■ **Try it**
Show me every line in the listing that has the word "bird".

■ **Supplied entries**
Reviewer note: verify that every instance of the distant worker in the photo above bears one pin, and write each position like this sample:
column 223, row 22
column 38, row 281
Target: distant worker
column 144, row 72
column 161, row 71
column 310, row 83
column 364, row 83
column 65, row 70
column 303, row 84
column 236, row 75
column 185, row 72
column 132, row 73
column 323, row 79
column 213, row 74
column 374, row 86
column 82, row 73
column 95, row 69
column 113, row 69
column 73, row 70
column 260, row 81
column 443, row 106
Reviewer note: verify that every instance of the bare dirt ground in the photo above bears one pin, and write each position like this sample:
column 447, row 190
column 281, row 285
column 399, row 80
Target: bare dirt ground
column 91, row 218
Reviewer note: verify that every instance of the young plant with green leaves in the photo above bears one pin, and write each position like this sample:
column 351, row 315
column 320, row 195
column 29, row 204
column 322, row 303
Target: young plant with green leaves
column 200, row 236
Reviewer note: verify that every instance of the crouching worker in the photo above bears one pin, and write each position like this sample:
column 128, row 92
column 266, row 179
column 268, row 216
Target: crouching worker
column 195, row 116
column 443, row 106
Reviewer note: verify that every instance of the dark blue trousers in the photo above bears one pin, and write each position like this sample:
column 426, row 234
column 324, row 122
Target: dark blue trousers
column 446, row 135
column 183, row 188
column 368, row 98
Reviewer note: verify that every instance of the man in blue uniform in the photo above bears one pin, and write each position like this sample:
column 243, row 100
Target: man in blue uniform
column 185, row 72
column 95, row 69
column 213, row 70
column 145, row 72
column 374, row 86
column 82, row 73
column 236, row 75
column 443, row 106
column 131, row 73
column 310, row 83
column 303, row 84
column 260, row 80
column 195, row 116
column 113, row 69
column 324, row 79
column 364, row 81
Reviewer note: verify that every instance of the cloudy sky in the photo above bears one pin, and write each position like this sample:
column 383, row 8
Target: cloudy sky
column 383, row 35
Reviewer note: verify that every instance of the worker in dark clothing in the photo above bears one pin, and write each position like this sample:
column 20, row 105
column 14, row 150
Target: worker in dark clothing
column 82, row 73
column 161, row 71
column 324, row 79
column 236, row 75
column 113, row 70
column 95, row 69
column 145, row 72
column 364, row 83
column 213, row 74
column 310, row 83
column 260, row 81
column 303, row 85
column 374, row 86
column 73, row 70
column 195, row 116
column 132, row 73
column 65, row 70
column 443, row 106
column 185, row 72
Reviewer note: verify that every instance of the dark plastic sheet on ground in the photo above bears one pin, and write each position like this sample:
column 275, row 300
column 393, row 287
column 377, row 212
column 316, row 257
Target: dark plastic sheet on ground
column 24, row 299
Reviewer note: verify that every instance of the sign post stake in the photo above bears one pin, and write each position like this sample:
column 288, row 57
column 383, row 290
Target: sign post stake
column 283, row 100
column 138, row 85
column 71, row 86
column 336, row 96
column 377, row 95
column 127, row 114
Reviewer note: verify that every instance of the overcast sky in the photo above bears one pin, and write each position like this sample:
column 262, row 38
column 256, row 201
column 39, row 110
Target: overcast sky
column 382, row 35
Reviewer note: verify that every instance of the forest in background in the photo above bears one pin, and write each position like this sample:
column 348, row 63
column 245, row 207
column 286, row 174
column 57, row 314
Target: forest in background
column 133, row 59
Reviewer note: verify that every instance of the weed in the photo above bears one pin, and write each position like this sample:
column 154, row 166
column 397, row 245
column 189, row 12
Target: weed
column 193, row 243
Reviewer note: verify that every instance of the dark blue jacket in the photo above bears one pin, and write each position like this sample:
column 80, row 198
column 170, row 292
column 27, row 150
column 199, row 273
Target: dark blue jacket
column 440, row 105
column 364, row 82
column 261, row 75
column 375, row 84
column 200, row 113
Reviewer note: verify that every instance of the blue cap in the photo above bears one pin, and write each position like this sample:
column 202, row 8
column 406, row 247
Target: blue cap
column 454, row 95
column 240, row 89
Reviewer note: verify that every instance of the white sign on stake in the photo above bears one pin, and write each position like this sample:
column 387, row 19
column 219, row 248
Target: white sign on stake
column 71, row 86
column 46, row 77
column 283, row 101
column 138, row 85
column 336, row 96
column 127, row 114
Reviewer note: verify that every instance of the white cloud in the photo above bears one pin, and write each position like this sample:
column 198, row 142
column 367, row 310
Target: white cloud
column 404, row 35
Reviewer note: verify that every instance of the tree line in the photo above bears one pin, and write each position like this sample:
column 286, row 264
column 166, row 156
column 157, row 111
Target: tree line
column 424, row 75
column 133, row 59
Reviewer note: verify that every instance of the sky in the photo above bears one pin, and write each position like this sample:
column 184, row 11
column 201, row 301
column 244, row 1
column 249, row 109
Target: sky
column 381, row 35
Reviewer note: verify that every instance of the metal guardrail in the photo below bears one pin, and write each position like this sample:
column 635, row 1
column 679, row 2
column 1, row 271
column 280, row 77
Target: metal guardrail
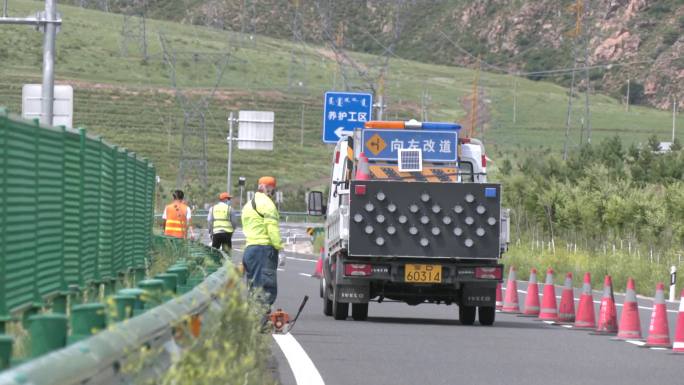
column 100, row 358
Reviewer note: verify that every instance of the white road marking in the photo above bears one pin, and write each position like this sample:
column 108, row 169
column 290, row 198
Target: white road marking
column 303, row 368
column 301, row 259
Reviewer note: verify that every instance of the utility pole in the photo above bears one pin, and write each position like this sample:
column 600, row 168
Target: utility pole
column 569, row 112
column 229, row 139
column 674, row 115
column 474, row 102
column 49, row 63
column 587, row 80
column 301, row 123
column 515, row 99
column 47, row 22
column 627, row 96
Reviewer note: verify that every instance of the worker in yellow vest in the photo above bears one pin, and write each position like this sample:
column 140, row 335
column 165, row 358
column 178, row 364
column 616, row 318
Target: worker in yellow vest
column 260, row 223
column 176, row 217
column 221, row 221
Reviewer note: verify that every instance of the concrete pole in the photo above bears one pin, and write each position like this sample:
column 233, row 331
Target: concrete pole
column 301, row 123
column 230, row 153
column 674, row 116
column 628, row 84
column 515, row 100
column 48, row 92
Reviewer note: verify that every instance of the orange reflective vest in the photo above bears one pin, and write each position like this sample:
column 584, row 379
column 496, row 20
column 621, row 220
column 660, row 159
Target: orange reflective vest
column 176, row 220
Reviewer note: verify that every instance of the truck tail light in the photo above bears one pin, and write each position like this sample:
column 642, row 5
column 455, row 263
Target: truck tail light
column 357, row 269
column 488, row 272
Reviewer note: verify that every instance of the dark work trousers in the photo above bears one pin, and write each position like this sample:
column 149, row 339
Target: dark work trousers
column 222, row 239
column 261, row 264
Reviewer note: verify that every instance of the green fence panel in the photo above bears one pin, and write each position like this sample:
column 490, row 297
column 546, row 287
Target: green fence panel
column 4, row 310
column 129, row 238
column 89, row 214
column 72, row 207
column 49, row 237
column 141, row 210
column 20, row 215
column 105, row 226
column 119, row 214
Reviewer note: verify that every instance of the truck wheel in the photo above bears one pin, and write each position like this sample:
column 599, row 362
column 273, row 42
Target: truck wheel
column 360, row 311
column 340, row 309
column 327, row 302
column 466, row 314
column 486, row 315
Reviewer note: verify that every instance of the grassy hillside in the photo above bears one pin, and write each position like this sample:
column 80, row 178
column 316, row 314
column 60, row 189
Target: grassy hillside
column 130, row 101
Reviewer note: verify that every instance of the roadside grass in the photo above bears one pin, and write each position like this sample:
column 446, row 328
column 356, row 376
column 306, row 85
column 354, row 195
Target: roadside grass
column 129, row 100
column 229, row 350
column 619, row 264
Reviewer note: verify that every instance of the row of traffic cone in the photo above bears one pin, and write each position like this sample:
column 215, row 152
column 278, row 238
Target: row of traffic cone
column 584, row 319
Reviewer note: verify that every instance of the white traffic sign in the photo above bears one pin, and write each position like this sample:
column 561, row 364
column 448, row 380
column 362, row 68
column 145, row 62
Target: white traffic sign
column 343, row 112
column 255, row 131
column 63, row 105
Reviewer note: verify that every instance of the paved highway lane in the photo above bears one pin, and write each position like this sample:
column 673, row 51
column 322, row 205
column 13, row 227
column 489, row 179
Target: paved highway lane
column 400, row 344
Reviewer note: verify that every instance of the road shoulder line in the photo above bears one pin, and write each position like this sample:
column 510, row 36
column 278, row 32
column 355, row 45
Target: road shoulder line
column 303, row 368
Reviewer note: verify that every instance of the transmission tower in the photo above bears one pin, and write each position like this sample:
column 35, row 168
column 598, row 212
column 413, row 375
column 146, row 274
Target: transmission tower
column 134, row 30
column 193, row 165
column 297, row 71
column 580, row 11
column 369, row 74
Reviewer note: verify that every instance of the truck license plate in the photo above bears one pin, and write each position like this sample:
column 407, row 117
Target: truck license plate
column 415, row 273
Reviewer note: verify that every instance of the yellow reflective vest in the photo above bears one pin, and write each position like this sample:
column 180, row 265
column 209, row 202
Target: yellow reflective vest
column 221, row 218
column 261, row 225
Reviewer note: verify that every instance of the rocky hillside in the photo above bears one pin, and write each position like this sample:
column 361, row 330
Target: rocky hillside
column 637, row 40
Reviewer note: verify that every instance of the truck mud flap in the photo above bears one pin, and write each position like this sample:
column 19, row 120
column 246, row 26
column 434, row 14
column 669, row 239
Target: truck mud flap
column 352, row 293
column 479, row 295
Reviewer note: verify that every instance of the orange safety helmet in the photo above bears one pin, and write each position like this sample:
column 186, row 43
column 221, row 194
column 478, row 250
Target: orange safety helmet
column 267, row 181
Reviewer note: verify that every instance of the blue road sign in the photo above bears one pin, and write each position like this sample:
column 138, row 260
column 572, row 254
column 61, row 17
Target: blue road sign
column 437, row 146
column 344, row 112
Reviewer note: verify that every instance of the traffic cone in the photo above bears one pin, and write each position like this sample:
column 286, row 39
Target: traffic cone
column 607, row 313
column 659, row 331
column 566, row 310
column 585, row 319
column 532, row 297
column 499, row 296
column 549, row 310
column 511, row 304
column 362, row 169
column 318, row 272
column 678, row 346
column 630, row 326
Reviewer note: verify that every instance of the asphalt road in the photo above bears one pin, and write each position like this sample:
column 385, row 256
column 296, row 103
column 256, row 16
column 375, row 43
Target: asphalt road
column 425, row 344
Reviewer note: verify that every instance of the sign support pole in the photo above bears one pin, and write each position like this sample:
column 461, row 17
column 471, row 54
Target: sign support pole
column 673, row 282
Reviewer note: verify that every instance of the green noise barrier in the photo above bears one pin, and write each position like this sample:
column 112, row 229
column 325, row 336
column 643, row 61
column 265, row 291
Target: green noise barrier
column 75, row 213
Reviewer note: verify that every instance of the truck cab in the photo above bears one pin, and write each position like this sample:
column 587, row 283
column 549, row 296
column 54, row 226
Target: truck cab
column 411, row 218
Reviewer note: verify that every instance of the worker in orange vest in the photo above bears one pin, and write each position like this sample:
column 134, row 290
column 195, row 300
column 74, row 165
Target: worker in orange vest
column 176, row 217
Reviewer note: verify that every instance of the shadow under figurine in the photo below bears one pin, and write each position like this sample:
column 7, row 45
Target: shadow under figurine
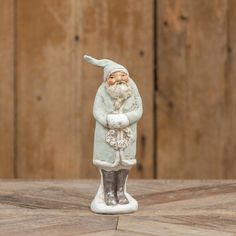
column 117, row 108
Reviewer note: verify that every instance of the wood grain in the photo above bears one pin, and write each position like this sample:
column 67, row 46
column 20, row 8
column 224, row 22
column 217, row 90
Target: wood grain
column 173, row 207
column 195, row 97
column 56, row 89
column 6, row 88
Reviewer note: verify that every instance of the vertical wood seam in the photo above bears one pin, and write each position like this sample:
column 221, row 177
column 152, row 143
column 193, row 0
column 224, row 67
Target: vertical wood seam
column 15, row 105
column 155, row 87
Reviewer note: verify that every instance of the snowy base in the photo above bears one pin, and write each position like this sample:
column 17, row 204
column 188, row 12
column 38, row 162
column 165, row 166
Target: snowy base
column 99, row 206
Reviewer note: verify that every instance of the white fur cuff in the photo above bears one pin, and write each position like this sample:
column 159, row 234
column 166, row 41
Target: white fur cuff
column 117, row 121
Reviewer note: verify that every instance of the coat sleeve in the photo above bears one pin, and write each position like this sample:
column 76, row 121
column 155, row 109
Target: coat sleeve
column 99, row 112
column 137, row 112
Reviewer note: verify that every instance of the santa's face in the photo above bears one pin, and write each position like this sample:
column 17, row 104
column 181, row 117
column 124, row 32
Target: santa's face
column 117, row 77
column 118, row 87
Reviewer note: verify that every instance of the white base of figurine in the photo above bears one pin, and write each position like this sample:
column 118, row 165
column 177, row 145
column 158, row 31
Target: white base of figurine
column 99, row 206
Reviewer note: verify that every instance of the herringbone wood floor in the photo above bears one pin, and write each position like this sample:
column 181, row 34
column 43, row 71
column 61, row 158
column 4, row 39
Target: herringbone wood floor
column 172, row 207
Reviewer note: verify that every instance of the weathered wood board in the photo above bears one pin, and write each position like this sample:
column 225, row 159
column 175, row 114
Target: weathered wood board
column 56, row 89
column 7, row 88
column 196, row 89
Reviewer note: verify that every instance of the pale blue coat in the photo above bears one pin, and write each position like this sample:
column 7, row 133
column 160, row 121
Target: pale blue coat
column 104, row 154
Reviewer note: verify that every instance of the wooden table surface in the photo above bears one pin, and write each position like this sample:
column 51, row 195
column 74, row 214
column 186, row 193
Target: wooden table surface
column 173, row 207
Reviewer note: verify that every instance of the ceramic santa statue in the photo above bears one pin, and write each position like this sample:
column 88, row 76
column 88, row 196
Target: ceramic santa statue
column 117, row 108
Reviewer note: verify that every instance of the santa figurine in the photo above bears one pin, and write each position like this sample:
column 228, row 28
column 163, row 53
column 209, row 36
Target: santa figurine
column 117, row 108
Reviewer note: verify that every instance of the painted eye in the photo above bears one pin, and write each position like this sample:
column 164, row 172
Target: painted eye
column 111, row 81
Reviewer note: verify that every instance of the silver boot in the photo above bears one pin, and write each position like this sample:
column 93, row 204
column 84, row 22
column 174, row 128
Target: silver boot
column 121, row 178
column 109, row 183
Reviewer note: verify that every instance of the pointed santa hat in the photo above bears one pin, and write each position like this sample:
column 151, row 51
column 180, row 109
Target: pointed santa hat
column 108, row 66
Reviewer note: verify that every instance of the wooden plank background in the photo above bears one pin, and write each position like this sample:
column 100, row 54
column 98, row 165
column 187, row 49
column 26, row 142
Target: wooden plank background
column 6, row 88
column 181, row 53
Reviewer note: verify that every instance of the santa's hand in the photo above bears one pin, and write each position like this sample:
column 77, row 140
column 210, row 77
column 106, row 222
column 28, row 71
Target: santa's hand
column 117, row 121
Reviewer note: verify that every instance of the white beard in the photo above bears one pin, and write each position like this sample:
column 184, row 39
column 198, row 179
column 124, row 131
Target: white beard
column 119, row 93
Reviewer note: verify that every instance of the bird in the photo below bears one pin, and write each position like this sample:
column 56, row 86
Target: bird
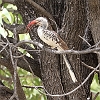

■ **Result**
Reviewer note: verify that every instance of the bird in the photo below bears one pin, and write each position like this sample:
Target: bird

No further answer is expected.